▸ **PERINTAH TUGAS 1**
Jawab tiga pertanyaan berikut berdasarkan artikel tentang pencabutan status darurat COVID-19.
(a) Pada hari dan tanggal berapa Tedros Adhanom Ghebreyesus mencabut status COVID-19 sebagai kedaruratan kesehatan global?
(b) Dicky Budiman adalah epidemiolog dan peneliti dari universitas mana?
(c) Menurut Dicky, kelompok mana saja yang paling rawan terdampak COVID-19?
▸ **PERINTAH TUGAS 2**
Terjemahkan kalimat "Dicky menegaskan bahwa ancaman COVID-19 masih ada di sekitar kita." dari artikel tentang pencabutan status darurat COVID-19 ke dalam bahasa Inggris.
▸ **PERINTAH TUGAS 3**
Sambung artikel tentang pencabutan status darurat COVID-19, dimulai tepat setelah kalimat terakhirnya.

▸ **TEKS BACAAN**
==*==

Liputan6.com, Jakarta - Direktur Jenderal Organisasi Kesehatan Dunia (WHO), Tedros Adhanom Ghebreyesus mencabut status COVID-19 sebagai kedaruratan kesehatan global (Public Health Emergency of International Concern /PHEIC) pada Jumat, 5 Mei 2023.
Hal ini disampaikan seiring dengan tren kasus dan kematian COVID-19 yang menurun signifikan di hampir seluruh negara dalam kurun waktu setahun terakhir. Namun, perlu diingat bahwa ini bukan berarti virus SARS-CoV-2 penyebab COVID-19 sudah musnah.
Baca Juga
Epidemiolog dan peneliti Griffith University, Australia, Dicky Budiman, menyampaikan bahwa dicabutnya status kedaruratan bukan menandakan bahwa COVID-19 itu sendiri sudah benar-benar hilang. Dicky menegaskan bahwa ancaman COVID-19 masih ada di sekitar kita.
Advertisement
“Kita harus menyadari bahwa pencabutan status Public Health Emergency of International Concern (PHEIC) atau status kedaruratan kesehatan global bukan menandakan bahwa COVID-19 tidak ada. Ancaman COVID-19 ini masih ada, nyata, bahkan cenderung bisa lebih serius dalam artian ada potensi jangka menengah dan jangka panjang, atau long COVID,” ungkap Dicky dalam keterangan suara yang diterima Health Liputan6.com.
Selain dampak fase jangka pendek, Dicky mengingatkan bahwa virus Corona masih bisa berdampak pada kelompok tertentu.
“COVID-19 tetap bisa berdampak pada kelompok paling rawan, yaitu manusia dengan komorbid dan anak-anak yang belum eligible (memenuhi syarat) untuk vaksinasi. Ini dampaknya bisa berbentuk keparahan atau kematian,” lanjutnya.
Akan Butuh Beberapa Tahun untuk Masa Transisi
Beberapa aturan memang telah dilonggarkan akibat berakhirnya status kedaruratan global ini. Namun, ini bukanlah alasan untuk berhenti menerapkan mitigasi dan protokol kesehatan.

==*==

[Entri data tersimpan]
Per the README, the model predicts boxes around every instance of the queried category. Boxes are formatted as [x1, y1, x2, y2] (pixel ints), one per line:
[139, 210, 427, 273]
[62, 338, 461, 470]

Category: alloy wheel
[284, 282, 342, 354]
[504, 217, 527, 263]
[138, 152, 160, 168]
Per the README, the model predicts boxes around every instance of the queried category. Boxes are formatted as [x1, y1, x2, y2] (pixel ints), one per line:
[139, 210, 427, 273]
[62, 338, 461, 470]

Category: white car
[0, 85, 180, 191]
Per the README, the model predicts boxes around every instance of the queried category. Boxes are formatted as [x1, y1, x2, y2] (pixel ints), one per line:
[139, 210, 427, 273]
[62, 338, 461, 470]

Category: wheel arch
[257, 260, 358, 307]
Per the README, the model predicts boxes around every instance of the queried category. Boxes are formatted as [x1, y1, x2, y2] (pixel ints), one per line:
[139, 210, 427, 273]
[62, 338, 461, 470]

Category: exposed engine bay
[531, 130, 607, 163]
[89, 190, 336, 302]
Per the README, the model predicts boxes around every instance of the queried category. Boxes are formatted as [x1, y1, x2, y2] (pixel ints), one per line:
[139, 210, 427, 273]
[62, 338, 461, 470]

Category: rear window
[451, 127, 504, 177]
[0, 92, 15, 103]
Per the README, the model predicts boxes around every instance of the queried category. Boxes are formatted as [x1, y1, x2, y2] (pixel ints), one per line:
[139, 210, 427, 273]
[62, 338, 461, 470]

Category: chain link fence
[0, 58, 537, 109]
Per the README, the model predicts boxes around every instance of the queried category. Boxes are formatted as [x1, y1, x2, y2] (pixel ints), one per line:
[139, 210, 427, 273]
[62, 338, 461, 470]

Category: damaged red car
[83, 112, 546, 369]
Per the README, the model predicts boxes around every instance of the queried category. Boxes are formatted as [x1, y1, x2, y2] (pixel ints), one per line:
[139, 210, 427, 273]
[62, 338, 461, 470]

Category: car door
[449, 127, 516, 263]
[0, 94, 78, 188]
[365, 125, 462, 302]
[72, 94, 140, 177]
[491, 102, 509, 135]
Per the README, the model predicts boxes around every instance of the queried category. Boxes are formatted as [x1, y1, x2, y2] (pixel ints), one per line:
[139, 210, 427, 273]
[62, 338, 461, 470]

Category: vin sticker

==*==

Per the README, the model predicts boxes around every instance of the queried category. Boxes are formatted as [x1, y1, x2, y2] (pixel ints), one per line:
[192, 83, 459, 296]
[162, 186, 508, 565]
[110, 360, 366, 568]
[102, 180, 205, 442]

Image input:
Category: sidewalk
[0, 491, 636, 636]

==*==

▸ **HASIL LATIHAN 1**
(a) Jumat, 5 Mei 2023.
(b) Griffith University, Australia.
(c) Manusia dengan komorbid dan anak-anak yang belum memenuhi syarat (eligible) untuk vaksinasi.

▸ **HASIL LATIHAN 2**
Dicky emphasized that the threat of COVID-19 is still around us.

▸ **HASIL LATIHAN 3**
Menurut Dicky, pencabutan status kedaruratan global bukan berarti virus Corona langsung hilang secara otomatis. Butuh transisi beberapa tahun untuk masa transisi.
“Pencabutan (status kedaruratan global) ini tidak berarti secara otomatis menghilangkan dampak langsung maupun tidak langsung dari COVID-19 itu sendiri. Akan butuh beberapa tahun untuk masa transisi. Itu yang harus disadari,” ungkap dokter yang meraih gelar magister sains dalam bidang epidemiologi penyakit menular di Universitas Griffith itu.
Advertisement
Perlu Refleksi dan Introspeksi
Dicky menganggap bahwa PHEIC ini merupakan sesuatu yang harus diselebrasi, syukuri, dan apresiasi karena akhirnya bisa terwujud.
Namun, diperlukan juga refleksi dan introspeksi terhadap apa yang telah dipelajari dan harus perbaiki. Mulai dari kemampuan mendeteksi penyakit berpotensi wabah secara dini, cara meresponnya, hingga mencari cara untuk mencegah hal yang serupa terjadi di masa depan.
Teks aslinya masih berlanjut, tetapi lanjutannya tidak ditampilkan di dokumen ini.